-- START OF Listed records --

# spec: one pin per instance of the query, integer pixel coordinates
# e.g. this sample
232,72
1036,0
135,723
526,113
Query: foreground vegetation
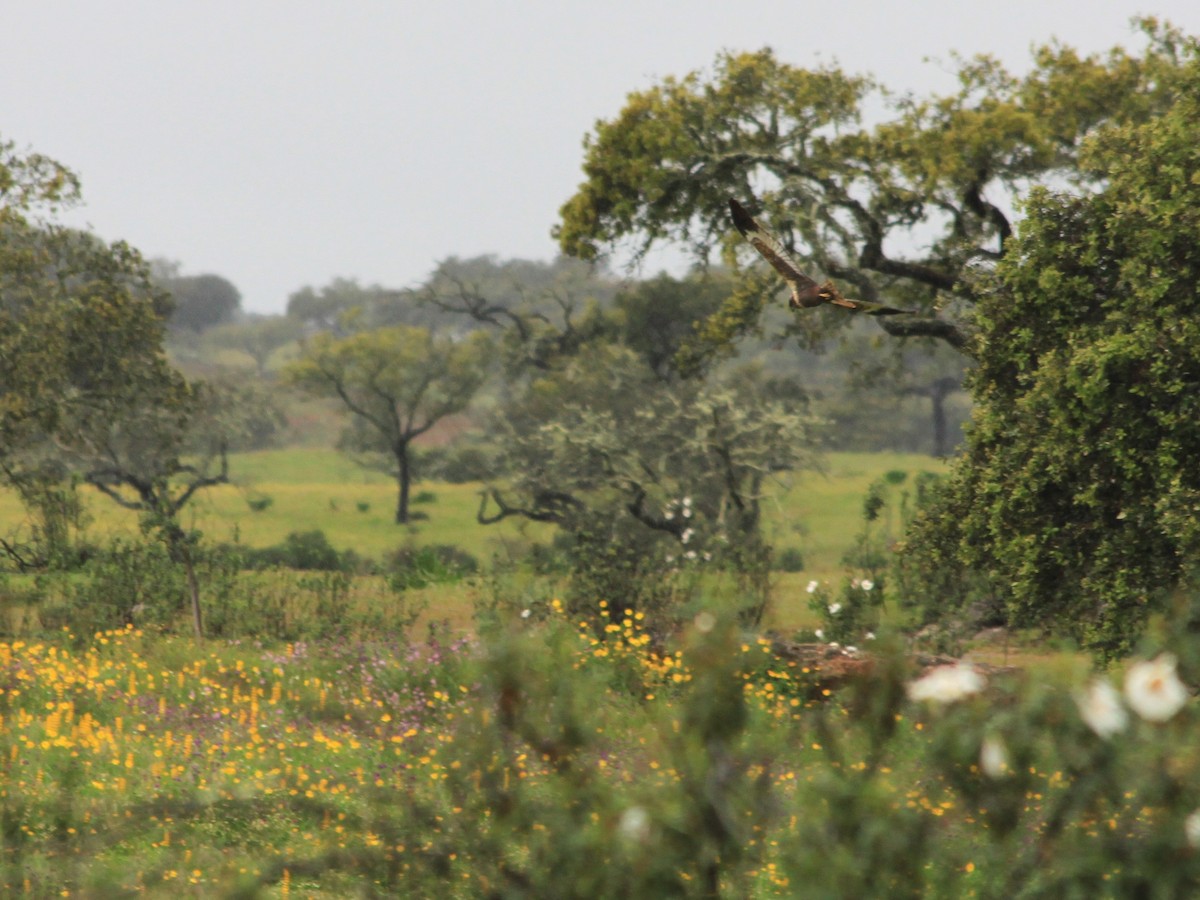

-- END OF Listed records --
-- START OF Listed records --

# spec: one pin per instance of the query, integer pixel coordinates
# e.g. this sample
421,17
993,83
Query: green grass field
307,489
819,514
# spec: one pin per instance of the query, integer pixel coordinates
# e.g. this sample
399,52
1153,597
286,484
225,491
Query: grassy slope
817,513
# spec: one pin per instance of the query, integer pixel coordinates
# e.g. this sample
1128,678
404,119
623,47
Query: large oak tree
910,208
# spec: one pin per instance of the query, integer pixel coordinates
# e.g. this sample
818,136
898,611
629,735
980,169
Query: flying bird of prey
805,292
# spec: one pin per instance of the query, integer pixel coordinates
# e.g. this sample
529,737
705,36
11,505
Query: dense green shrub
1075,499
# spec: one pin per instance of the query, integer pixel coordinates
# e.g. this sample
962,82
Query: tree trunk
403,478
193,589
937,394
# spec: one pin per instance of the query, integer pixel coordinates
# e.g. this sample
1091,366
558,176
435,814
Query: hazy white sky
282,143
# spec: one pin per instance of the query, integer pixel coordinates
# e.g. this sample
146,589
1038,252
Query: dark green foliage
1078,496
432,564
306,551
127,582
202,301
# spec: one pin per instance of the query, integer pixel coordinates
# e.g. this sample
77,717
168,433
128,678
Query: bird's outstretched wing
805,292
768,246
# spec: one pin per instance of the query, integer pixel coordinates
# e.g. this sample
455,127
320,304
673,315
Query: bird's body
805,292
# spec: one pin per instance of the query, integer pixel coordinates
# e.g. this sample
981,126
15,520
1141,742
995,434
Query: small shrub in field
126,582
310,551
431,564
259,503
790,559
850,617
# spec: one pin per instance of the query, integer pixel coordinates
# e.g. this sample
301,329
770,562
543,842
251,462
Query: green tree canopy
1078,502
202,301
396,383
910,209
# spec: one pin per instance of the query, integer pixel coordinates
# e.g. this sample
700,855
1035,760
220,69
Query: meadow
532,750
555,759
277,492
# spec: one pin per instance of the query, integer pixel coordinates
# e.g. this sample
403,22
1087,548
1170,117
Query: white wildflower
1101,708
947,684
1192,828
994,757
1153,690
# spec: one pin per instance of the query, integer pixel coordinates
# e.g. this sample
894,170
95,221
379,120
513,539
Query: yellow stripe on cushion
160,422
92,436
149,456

-- END OF Listed records --

Which lines in the material above contain the string "field"? Case counts. Extract each of those lines in full.

» Solution for this exercise
Query: green grass field
Query: small shrub in field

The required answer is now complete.